Keir (and/or others) --
If you are messing around in the spinlock code anyway,
I have a couple of requests. Tmem needs:
rw_is_write_locked(rwlock_t *lock)
and
write_trylock(rwlock_t *lock)
I implemented the latter by grabbing the C code from Linux
and it seems to work, but it would be nice if it was
consistent with the other lock code in xen and
my asm statement understanding is too poor to try.
For rw_is_write_locked(), I had a devil of a time
because of what appeared to be a weird code generated
race; the obvious simple implementation failed
periodically... apparently due to racing against
try_readlock attempts! (I use it in an ASSERT so it
was a rather noticeable and spectacular failure!)
The workaround I used below is a horrible hack
but I haven't had problems since.
Thanks,
Dan
(include/asm-x86/spinlock.h)
+static inline int write_trylock(rwlock_t *lock)
+{
+ atomic_t *count = (atomic_t *)lock;
+ if (atomic_sub_and_test(RW_LOCK_BIAS, count))

▸ **Data supplied**:
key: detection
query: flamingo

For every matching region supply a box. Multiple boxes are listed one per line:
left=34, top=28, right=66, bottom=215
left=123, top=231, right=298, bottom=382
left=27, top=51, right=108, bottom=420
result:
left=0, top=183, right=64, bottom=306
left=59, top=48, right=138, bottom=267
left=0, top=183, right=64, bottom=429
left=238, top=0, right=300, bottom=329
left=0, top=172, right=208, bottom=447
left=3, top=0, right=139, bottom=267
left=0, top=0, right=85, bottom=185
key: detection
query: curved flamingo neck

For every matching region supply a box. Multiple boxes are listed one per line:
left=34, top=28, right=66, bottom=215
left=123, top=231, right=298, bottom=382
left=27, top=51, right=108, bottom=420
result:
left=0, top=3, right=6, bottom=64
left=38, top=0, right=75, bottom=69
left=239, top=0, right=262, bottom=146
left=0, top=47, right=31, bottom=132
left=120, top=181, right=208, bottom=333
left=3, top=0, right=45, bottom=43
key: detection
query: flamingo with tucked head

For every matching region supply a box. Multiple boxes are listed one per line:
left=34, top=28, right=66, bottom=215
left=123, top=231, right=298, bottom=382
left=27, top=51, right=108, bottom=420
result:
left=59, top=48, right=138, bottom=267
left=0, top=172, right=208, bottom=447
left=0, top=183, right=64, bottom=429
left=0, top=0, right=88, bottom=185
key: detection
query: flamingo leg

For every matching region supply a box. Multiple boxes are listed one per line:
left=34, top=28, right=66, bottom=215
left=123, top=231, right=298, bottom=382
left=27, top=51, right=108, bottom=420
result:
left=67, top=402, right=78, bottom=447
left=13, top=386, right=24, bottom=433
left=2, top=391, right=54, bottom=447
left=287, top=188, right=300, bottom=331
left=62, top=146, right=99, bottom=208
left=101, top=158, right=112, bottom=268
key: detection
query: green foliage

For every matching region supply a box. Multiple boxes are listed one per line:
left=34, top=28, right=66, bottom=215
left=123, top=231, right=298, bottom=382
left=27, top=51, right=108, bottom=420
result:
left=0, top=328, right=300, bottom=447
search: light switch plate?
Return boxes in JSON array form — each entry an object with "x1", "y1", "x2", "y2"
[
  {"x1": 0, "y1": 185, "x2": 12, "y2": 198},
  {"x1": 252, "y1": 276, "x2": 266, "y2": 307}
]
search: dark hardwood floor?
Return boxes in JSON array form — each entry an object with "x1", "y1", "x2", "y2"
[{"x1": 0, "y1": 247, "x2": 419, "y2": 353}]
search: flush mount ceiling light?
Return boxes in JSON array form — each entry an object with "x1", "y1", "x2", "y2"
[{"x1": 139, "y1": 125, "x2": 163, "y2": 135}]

▸ **What to produce**: Continue the Xen rwlock message from the point where it stops.

▸ **Exercise output**:
+ return 1;
+ atomic_add(RW_LOCK_BIAS, count);
+ return 0;
+}
(include/asm-x86/spinlock.h)
+#define _raw_rw_is_write_locked(x) (((x)->lock) <= 0)
(common/spinlock.c))
+int _rw_is_write_locked(rwlock_t *lock)
+{
+#if 0
+ check_lock(&lock->debug);
+ return _raw_rw_is_write_locked(&lock->raw);
+#else
+ int val;
+
+ /* some weird code generation race? this works, above doesn't */
+ check_lock(&lock->debug);
+ val = (&lock->raw)->lock;
+ if (val > 0) /* FIXME remove if ever called when expects not locked */
+ printk("*** val=%d\n",val);
+ return val <= 0;
+#endif
+}
> -----Original Message-----
> From: Keir Fraser [mailto:keir.fraser@xxxxxxxxxxxxx]
> Sent: Friday, March 27, 2009 3:10 AM
> To: Jan Beulich; Juergen Gross
> Cc: xen-devel@xxxxxxxxxxxxxxxxxxx
> Subject: Re: [Xen-devel] [Patch] don't spin with irq disabled
>
>
> On 27/03/2009 07:41, "Jan Beulich" <jbeulich@xxxxxxxxxx> wrote:
>
> >> spin_lock_irq disables always IRQs. spin_unlock_irq
> enables always IRQs. They
> >> are always used in pairs, so IRQs should always be enabled
> on entry of
> >> spin_lock_irq.
> >
> > No, I wouldn't suggest making an assumption like this -
> some code could allow
> > interrupts to be disabled when acquiring the lock, but
> intentionally enabling
> > them when releasing it. (Personally, I think there
> shouldn't be any users of
> > this function pair in the first place, as I don't think
> forcibly enabling
> > interrupts
> > is a correct thing to do in all but *very* few cases.)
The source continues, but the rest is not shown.